[Records from a data collection]
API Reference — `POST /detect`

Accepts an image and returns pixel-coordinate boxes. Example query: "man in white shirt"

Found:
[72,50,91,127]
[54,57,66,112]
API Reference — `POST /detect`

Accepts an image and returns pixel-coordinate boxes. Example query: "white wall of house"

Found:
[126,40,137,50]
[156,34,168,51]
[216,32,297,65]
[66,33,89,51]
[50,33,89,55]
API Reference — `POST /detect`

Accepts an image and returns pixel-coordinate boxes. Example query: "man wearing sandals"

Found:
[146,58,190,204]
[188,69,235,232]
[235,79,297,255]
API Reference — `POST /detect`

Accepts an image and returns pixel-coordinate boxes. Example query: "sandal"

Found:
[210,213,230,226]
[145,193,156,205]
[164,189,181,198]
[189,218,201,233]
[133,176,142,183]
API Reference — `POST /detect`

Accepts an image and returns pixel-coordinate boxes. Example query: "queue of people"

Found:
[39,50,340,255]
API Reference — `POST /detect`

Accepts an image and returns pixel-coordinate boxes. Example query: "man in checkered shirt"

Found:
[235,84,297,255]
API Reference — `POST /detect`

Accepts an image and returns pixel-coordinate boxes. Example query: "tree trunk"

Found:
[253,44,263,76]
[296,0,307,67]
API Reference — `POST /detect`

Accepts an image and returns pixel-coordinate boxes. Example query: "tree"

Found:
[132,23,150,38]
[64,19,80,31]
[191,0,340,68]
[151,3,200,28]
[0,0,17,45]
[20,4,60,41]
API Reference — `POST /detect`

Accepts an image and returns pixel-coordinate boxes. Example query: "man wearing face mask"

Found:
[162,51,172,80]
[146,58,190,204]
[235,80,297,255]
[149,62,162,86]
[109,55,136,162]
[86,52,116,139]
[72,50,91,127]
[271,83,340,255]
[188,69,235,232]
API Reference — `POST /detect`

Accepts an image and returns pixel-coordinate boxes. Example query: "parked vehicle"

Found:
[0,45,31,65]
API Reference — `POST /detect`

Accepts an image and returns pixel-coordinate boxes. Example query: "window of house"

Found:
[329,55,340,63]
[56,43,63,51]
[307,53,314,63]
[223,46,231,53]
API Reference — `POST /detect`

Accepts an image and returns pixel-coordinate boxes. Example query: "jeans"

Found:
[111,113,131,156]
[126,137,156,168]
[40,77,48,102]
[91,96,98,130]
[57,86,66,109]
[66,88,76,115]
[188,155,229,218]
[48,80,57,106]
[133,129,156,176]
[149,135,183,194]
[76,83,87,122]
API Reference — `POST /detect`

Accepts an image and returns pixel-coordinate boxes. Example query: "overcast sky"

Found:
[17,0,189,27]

PROBLEM TO WORK ON: Please retype all of the data above, keeping every character unchanged.

THE COMPLETED TASK:
API Reference — `POST /detect`

Accepts an image and returns pixel-coordinate boxes. Example query: "man in white shirt"

Found:
[72,50,91,127]
[54,57,66,112]
API Reference — `POST /detect`

Accepts an image and returns pixel-coordinate boxes. Example query: "white wall of house"

Found:
[126,40,137,50]
[156,34,168,51]
[216,32,297,65]
[66,33,89,51]
[50,33,89,55]
API Reference — `POST /detect`

Accepts an image and returns pixel-coordinate boxes. Example query: "man wearing sandals"

Found:
[146,58,190,204]
[188,69,235,232]
[235,79,297,255]
API Reference — `POST /detect`

Accepts an image and returns pixel-coordinate boxes. Example query: "sandal"

Found:
[210,213,230,226]
[145,193,156,205]
[164,189,181,198]
[189,218,201,233]
[133,176,142,183]
API Reference — `POST /detect`

Accepts an image and returns pixel-coordinate boxes. Example query: "queue of people"

Found:
[39,50,340,255]
API Reference — `POST /detect`

Accepts an image and returns pixel-coordinate boxes. Example query: "man in checkered shirt"

Found:
[235,84,297,255]
API Reference — `POST /detect`

Accepts an image and returns pixel-coordinate boxes. Example query: "tree trunk"

Found:
[253,44,263,76]
[296,0,307,67]
API Reference — `POST /detect`

Accepts an image and returns pixel-coordinate boxes. Example query: "tree"

Found:
[132,23,150,38]
[64,19,80,31]
[191,0,340,68]
[151,3,200,28]
[0,0,17,45]
[20,4,60,41]
API Reference — `POST /detect`

Accepts an image and returns pixel-coordinate boxes. Example query: "man wearing face mask"

Found:
[162,51,172,80]
[146,58,190,204]
[235,80,297,255]
[149,62,162,86]
[109,55,136,162]
[86,52,116,139]
[72,50,91,127]
[271,83,340,255]
[188,69,235,232]
API Reference — `POST /detect`

Accepts an image and returns pixel-coordinate boxes. Example query: "parked vehicle"

Found:
[0,45,31,65]
API Reference — `POST /detect`

Accepts an image and returns pixel-coordinate boxes. Example query: "window of house"

Found:
[329,55,340,63]
[56,43,63,51]
[307,53,314,63]
[223,46,231,53]
API Reference — `POST /detect`

Accepts an image and returns pixel-coordinate boxes. Example query: "jeans"

Found:
[111,113,131,156]
[126,137,156,168]
[40,77,48,102]
[91,96,98,130]
[57,86,66,109]
[66,88,76,115]
[188,155,229,218]
[48,80,57,106]
[133,129,156,176]
[149,135,183,194]
[76,83,87,122]
API Reference — `POST /detect`

Accepts an image and returns pixel-coordinate boxes. Example query: "overcast sky"

Found:
[17,0,189,27]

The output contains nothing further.